-- START Working data --

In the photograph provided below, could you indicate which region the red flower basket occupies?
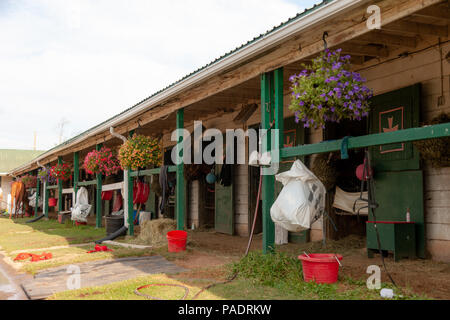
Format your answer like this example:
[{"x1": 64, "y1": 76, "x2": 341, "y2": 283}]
[{"x1": 48, "y1": 198, "x2": 57, "y2": 207}]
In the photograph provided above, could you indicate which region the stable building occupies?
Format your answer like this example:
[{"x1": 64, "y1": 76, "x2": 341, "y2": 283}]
[{"x1": 11, "y1": 0, "x2": 450, "y2": 261}]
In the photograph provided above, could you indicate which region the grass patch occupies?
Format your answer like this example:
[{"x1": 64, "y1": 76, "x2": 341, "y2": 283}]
[
  {"x1": 14, "y1": 245, "x2": 151, "y2": 275},
  {"x1": 229, "y1": 251, "x2": 426, "y2": 300},
  {"x1": 0, "y1": 218, "x2": 105, "y2": 253},
  {"x1": 0, "y1": 218, "x2": 152, "y2": 274}
]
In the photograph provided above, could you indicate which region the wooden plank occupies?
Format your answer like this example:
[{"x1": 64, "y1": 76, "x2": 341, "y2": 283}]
[
  {"x1": 281, "y1": 123, "x2": 450, "y2": 158},
  {"x1": 102, "y1": 182, "x2": 123, "y2": 191},
  {"x1": 175, "y1": 109, "x2": 186, "y2": 230},
  {"x1": 425, "y1": 207, "x2": 450, "y2": 224},
  {"x1": 382, "y1": 21, "x2": 448, "y2": 37},
  {"x1": 413, "y1": 4, "x2": 450, "y2": 21},
  {"x1": 337, "y1": 42, "x2": 389, "y2": 58},
  {"x1": 356, "y1": 31, "x2": 417, "y2": 49},
  {"x1": 426, "y1": 223, "x2": 450, "y2": 241},
  {"x1": 78, "y1": 180, "x2": 97, "y2": 187}
]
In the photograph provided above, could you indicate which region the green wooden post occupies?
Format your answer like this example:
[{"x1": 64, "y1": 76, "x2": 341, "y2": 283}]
[
  {"x1": 72, "y1": 151, "x2": 80, "y2": 199},
  {"x1": 261, "y1": 72, "x2": 275, "y2": 254},
  {"x1": 175, "y1": 109, "x2": 186, "y2": 230},
  {"x1": 274, "y1": 68, "x2": 284, "y2": 162},
  {"x1": 34, "y1": 171, "x2": 40, "y2": 217},
  {"x1": 58, "y1": 157, "x2": 63, "y2": 213},
  {"x1": 125, "y1": 169, "x2": 134, "y2": 236},
  {"x1": 43, "y1": 182, "x2": 49, "y2": 218},
  {"x1": 124, "y1": 130, "x2": 134, "y2": 236},
  {"x1": 95, "y1": 143, "x2": 103, "y2": 228}
]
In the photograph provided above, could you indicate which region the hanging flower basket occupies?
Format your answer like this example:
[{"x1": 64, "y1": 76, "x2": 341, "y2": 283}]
[
  {"x1": 119, "y1": 135, "x2": 162, "y2": 170},
  {"x1": 83, "y1": 147, "x2": 122, "y2": 176},
  {"x1": 38, "y1": 167, "x2": 56, "y2": 184},
  {"x1": 20, "y1": 174, "x2": 37, "y2": 188},
  {"x1": 50, "y1": 163, "x2": 72, "y2": 181},
  {"x1": 289, "y1": 49, "x2": 373, "y2": 128}
]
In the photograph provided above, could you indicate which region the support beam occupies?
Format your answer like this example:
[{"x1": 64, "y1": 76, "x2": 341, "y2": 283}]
[
  {"x1": 281, "y1": 122, "x2": 450, "y2": 158},
  {"x1": 43, "y1": 182, "x2": 50, "y2": 218},
  {"x1": 72, "y1": 151, "x2": 80, "y2": 199},
  {"x1": 175, "y1": 109, "x2": 186, "y2": 230},
  {"x1": 382, "y1": 21, "x2": 448, "y2": 38},
  {"x1": 355, "y1": 31, "x2": 417, "y2": 49},
  {"x1": 261, "y1": 72, "x2": 276, "y2": 254},
  {"x1": 336, "y1": 42, "x2": 389, "y2": 58},
  {"x1": 58, "y1": 157, "x2": 63, "y2": 213},
  {"x1": 124, "y1": 130, "x2": 134, "y2": 236},
  {"x1": 413, "y1": 4, "x2": 450, "y2": 21},
  {"x1": 95, "y1": 143, "x2": 103, "y2": 228},
  {"x1": 34, "y1": 175, "x2": 40, "y2": 217}
]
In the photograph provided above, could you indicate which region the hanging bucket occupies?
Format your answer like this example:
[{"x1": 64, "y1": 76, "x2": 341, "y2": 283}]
[
  {"x1": 167, "y1": 230, "x2": 187, "y2": 252},
  {"x1": 102, "y1": 190, "x2": 113, "y2": 201},
  {"x1": 298, "y1": 253, "x2": 342, "y2": 284},
  {"x1": 48, "y1": 198, "x2": 56, "y2": 207}
]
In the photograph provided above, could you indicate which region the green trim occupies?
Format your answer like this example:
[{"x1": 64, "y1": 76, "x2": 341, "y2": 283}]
[
  {"x1": 95, "y1": 143, "x2": 103, "y2": 228},
  {"x1": 281, "y1": 123, "x2": 450, "y2": 158},
  {"x1": 44, "y1": 187, "x2": 50, "y2": 218},
  {"x1": 175, "y1": 109, "x2": 186, "y2": 230},
  {"x1": 78, "y1": 180, "x2": 97, "y2": 187},
  {"x1": 124, "y1": 171, "x2": 134, "y2": 236},
  {"x1": 34, "y1": 178, "x2": 40, "y2": 217},
  {"x1": 73, "y1": 151, "x2": 80, "y2": 196},
  {"x1": 131, "y1": 166, "x2": 177, "y2": 177},
  {"x1": 58, "y1": 156, "x2": 63, "y2": 212},
  {"x1": 261, "y1": 72, "x2": 276, "y2": 254},
  {"x1": 124, "y1": 130, "x2": 134, "y2": 236}
]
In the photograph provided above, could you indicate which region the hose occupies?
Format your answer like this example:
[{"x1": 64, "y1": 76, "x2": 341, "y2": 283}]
[
  {"x1": 134, "y1": 168, "x2": 263, "y2": 300},
  {"x1": 25, "y1": 214, "x2": 45, "y2": 223}
]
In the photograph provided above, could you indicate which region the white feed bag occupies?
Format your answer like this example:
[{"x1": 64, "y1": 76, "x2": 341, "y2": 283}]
[
  {"x1": 270, "y1": 160, "x2": 326, "y2": 232},
  {"x1": 71, "y1": 187, "x2": 92, "y2": 222}
]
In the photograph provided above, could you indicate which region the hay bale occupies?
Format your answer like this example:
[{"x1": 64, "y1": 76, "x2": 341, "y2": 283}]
[
  {"x1": 150, "y1": 174, "x2": 162, "y2": 197},
  {"x1": 413, "y1": 113, "x2": 450, "y2": 168},
  {"x1": 311, "y1": 153, "x2": 337, "y2": 190},
  {"x1": 137, "y1": 219, "x2": 177, "y2": 246}
]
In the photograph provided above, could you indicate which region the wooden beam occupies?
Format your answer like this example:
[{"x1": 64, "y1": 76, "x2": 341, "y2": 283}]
[
  {"x1": 355, "y1": 31, "x2": 417, "y2": 48},
  {"x1": 95, "y1": 144, "x2": 103, "y2": 228},
  {"x1": 10, "y1": 0, "x2": 447, "y2": 175},
  {"x1": 281, "y1": 123, "x2": 450, "y2": 158},
  {"x1": 260, "y1": 71, "x2": 274, "y2": 254},
  {"x1": 336, "y1": 42, "x2": 389, "y2": 58},
  {"x1": 382, "y1": 21, "x2": 448, "y2": 37},
  {"x1": 413, "y1": 5, "x2": 450, "y2": 21},
  {"x1": 175, "y1": 109, "x2": 186, "y2": 230}
]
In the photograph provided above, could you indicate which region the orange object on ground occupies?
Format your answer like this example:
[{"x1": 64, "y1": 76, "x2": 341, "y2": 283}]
[
  {"x1": 14, "y1": 252, "x2": 53, "y2": 262},
  {"x1": 87, "y1": 244, "x2": 113, "y2": 253}
]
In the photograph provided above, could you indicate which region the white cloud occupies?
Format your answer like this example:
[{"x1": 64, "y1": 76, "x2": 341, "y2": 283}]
[{"x1": 0, "y1": 0, "x2": 318, "y2": 149}]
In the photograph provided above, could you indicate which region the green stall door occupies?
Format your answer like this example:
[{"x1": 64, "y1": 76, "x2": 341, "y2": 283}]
[
  {"x1": 215, "y1": 164, "x2": 234, "y2": 235},
  {"x1": 369, "y1": 85, "x2": 425, "y2": 258}
]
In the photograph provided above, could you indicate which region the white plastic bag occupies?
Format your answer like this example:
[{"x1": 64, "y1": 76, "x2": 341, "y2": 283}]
[
  {"x1": 270, "y1": 160, "x2": 326, "y2": 232},
  {"x1": 71, "y1": 187, "x2": 91, "y2": 222}
]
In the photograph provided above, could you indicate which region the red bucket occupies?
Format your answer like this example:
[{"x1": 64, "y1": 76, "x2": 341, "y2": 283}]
[
  {"x1": 298, "y1": 253, "x2": 342, "y2": 283},
  {"x1": 167, "y1": 230, "x2": 187, "y2": 252},
  {"x1": 48, "y1": 198, "x2": 56, "y2": 207}
]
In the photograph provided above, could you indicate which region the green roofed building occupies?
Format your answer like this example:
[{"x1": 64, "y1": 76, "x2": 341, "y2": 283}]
[{"x1": 0, "y1": 149, "x2": 44, "y2": 210}]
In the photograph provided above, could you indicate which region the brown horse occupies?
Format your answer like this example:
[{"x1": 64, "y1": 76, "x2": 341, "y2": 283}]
[{"x1": 9, "y1": 181, "x2": 29, "y2": 218}]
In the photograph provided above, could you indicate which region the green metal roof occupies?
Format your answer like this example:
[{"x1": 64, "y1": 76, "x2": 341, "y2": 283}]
[
  {"x1": 13, "y1": 0, "x2": 330, "y2": 170},
  {"x1": 0, "y1": 149, "x2": 44, "y2": 173}
]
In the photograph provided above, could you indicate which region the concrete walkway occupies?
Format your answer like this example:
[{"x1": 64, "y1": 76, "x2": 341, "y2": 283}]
[
  {"x1": 22, "y1": 256, "x2": 186, "y2": 300},
  {"x1": 0, "y1": 255, "x2": 28, "y2": 300}
]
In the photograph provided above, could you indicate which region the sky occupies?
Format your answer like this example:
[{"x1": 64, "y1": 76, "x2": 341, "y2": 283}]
[{"x1": 0, "y1": 0, "x2": 320, "y2": 150}]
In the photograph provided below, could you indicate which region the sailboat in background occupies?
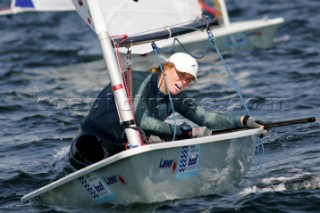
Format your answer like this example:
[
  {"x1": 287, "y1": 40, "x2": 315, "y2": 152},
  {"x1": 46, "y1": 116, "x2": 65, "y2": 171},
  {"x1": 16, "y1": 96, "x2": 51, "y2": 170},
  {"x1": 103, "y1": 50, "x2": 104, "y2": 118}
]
[{"x1": 0, "y1": 0, "x2": 284, "y2": 52}]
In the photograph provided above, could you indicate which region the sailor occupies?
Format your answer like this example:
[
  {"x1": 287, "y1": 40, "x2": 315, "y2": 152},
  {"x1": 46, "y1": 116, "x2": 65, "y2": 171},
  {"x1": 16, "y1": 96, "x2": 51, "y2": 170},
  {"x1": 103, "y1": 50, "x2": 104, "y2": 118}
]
[{"x1": 70, "y1": 53, "x2": 262, "y2": 168}]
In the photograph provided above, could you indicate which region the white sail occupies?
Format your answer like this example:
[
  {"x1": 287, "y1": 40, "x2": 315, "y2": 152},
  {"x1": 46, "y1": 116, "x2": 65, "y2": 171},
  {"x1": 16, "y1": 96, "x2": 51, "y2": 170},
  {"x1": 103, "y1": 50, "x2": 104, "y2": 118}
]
[
  {"x1": 73, "y1": 0, "x2": 202, "y2": 53},
  {"x1": 0, "y1": 0, "x2": 75, "y2": 15}
]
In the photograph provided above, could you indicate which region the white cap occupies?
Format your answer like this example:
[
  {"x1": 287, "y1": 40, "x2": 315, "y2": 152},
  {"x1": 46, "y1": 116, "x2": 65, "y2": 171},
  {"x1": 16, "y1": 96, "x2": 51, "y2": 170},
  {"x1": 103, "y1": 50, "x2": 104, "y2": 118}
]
[{"x1": 167, "y1": 53, "x2": 199, "y2": 82}]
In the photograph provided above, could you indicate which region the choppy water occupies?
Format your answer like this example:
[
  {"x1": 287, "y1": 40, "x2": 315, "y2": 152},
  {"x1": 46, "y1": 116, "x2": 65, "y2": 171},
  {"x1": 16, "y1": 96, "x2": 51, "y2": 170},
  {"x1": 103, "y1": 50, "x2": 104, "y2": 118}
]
[{"x1": 0, "y1": 0, "x2": 320, "y2": 212}]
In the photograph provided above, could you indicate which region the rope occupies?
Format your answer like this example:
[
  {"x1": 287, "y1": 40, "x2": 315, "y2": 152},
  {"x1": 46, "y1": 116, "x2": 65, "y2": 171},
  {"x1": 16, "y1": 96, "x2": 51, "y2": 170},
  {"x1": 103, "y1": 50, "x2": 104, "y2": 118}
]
[
  {"x1": 207, "y1": 29, "x2": 251, "y2": 116},
  {"x1": 151, "y1": 42, "x2": 177, "y2": 141},
  {"x1": 207, "y1": 29, "x2": 264, "y2": 168}
]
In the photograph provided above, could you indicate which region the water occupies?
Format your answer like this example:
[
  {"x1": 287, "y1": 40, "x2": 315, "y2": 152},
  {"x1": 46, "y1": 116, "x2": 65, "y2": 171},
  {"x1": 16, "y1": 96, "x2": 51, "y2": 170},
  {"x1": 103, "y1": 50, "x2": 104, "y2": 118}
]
[{"x1": 0, "y1": 0, "x2": 320, "y2": 213}]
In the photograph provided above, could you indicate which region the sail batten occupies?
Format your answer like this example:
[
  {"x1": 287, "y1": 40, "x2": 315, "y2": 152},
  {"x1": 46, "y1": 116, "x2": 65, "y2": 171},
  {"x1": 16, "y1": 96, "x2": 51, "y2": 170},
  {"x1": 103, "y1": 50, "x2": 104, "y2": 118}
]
[
  {"x1": 113, "y1": 19, "x2": 216, "y2": 48},
  {"x1": 73, "y1": 0, "x2": 202, "y2": 53}
]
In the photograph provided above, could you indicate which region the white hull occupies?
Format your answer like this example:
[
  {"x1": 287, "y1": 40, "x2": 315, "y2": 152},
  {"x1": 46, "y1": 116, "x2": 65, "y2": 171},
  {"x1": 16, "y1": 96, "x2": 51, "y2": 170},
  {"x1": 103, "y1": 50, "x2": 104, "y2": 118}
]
[{"x1": 21, "y1": 129, "x2": 261, "y2": 206}]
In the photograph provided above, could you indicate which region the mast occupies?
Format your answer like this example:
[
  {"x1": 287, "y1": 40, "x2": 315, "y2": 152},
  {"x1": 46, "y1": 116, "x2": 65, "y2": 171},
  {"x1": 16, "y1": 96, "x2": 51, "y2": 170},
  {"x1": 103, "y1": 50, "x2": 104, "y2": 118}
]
[
  {"x1": 87, "y1": 0, "x2": 141, "y2": 147},
  {"x1": 218, "y1": 0, "x2": 230, "y2": 27}
]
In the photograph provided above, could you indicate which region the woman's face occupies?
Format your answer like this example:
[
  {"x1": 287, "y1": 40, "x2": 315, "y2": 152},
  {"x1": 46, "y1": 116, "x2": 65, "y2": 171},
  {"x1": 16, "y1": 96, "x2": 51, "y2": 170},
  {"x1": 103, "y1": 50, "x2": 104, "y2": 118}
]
[{"x1": 161, "y1": 66, "x2": 194, "y2": 95}]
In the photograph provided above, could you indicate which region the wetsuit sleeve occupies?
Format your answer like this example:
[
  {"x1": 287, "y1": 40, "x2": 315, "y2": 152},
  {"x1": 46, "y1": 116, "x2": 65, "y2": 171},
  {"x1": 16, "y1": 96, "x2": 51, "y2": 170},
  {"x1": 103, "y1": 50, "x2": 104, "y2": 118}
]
[
  {"x1": 138, "y1": 110, "x2": 182, "y2": 137},
  {"x1": 175, "y1": 93, "x2": 241, "y2": 129}
]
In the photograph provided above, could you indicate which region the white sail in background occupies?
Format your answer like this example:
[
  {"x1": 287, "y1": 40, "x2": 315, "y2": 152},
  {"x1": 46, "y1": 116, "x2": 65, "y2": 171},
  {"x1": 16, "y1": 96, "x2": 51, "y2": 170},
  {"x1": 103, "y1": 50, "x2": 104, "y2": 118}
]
[
  {"x1": 73, "y1": 0, "x2": 201, "y2": 53},
  {"x1": 0, "y1": 0, "x2": 75, "y2": 15}
]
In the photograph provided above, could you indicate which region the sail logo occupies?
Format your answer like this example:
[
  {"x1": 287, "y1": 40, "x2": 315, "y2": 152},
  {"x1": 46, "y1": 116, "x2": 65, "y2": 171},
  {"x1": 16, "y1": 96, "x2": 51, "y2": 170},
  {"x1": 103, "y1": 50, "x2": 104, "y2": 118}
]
[
  {"x1": 188, "y1": 155, "x2": 199, "y2": 166},
  {"x1": 159, "y1": 158, "x2": 174, "y2": 169},
  {"x1": 78, "y1": 173, "x2": 113, "y2": 204},
  {"x1": 176, "y1": 145, "x2": 200, "y2": 179},
  {"x1": 93, "y1": 182, "x2": 105, "y2": 192},
  {"x1": 105, "y1": 175, "x2": 118, "y2": 185},
  {"x1": 112, "y1": 84, "x2": 123, "y2": 91}
]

-- END Working data --

Can you rewrite the part of the records that opens with the line containing "sail logo occupies?" and closes with the last line of the records, substituting "boat emblem" for "sail logo" and leaving everything else unchanged?

In the photograph provided above, could you indicate which region the boat emblem occupies?
Format your answer like this example:
[
  {"x1": 287, "y1": 40, "x2": 315, "y2": 152},
  {"x1": 46, "y1": 116, "x2": 65, "y2": 171},
  {"x1": 16, "y1": 96, "x2": 51, "y2": 170},
  {"x1": 103, "y1": 50, "x2": 104, "y2": 118}
]
[
  {"x1": 188, "y1": 155, "x2": 199, "y2": 166},
  {"x1": 159, "y1": 158, "x2": 174, "y2": 169},
  {"x1": 78, "y1": 173, "x2": 113, "y2": 204},
  {"x1": 176, "y1": 145, "x2": 200, "y2": 179},
  {"x1": 93, "y1": 182, "x2": 105, "y2": 192},
  {"x1": 105, "y1": 175, "x2": 118, "y2": 185},
  {"x1": 112, "y1": 84, "x2": 123, "y2": 91}
]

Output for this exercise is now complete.